▶ Supplied passage
After that success, when she was offered the part of Juliet, she said yes again, even though she didn’t know the part. How long did it take her to learn that part? “In one month and half.”

When asked if going onstage in Salzburg in 2008, in a performance that would be broadcast live and released on video, made her nervous, she seems almost taken aback: “No, I was not nervous.”

Machaidze’s confidence is not just in herself, but in her selection of roles: “I think it helps when you are comfortable with a part that you are doing, that you know this part fits really well on you… I was feeling exactly like this way with Juliet. Because from the first rehearsals that I did, I said: ‘Oh my God, this is my part. I love this part.’”

When asked if there are roles that aren’t instantly conquerable, Machaidze is equally candid — and acknowledges, yes, some parts didn’t come quite as easily: “I think Lucia is really difficult, as a woman and as a part. So to do well, I think you have to understand this woman; but if you are trying to understand Lucia, it’s so dangerous.”

After arriving in Los Angeles last week to begin rehearsing for “Romeo and Juliet,” Machaidze spoke again about the star-crossed lover, and how she continues to learn about this character after playing her again this summer in Italy. “Musically I always find small details, something should be more ‘piano’ that I didn’t do last time,” she says, “I am always discovering something new about this girl.”

▶ Written problem 1
According to the passage about Machaidze, how long did it take her to learn the part of Juliet?
The passage and the records have no connection to each other.

▶ Rows
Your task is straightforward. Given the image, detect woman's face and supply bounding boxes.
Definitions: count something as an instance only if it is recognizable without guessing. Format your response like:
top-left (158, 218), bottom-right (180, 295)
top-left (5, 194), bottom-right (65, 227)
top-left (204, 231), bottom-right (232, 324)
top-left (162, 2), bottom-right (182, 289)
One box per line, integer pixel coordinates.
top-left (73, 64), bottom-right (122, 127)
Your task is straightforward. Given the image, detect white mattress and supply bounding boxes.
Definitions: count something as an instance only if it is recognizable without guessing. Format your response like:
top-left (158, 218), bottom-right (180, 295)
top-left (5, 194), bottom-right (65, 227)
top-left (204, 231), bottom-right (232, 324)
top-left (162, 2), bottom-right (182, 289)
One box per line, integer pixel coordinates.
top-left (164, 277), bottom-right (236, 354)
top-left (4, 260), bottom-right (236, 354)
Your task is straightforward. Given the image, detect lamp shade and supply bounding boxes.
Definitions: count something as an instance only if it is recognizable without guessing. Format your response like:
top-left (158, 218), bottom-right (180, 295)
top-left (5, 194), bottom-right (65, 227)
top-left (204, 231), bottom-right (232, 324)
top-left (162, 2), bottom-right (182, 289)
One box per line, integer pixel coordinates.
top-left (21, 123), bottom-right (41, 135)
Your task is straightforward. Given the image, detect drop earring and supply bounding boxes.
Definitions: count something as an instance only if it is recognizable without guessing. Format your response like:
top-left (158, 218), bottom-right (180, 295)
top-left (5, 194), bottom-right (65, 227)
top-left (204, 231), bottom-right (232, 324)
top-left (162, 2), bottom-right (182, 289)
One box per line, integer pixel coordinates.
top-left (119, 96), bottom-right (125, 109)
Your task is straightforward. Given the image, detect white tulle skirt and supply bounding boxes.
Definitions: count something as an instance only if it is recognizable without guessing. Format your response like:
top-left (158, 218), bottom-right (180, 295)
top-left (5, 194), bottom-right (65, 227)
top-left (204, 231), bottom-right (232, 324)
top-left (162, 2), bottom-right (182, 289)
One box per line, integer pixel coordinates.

▶ Written problem 2
Rewrite the records starting at the line containing "skirt and supply bounding boxes." and ending at the end of the records, replacing "One box per line" with "Each box on its own line" and keeping everything else the same.

▶ Response 1
She learned it in a month and a half.

▶ Response 2
Your task is straightforward. Given the image, detect white tulle skirt and supply bounding boxes.
Definitions: count something as an instance only if it is recognizable without guessing. Format your response like:
top-left (158, 218), bottom-right (180, 295)
top-left (5, 194), bottom-right (65, 227)
top-left (204, 231), bottom-right (232, 324)
top-left (162, 2), bottom-right (182, 289)
Each box on its own line, integer pixel coordinates.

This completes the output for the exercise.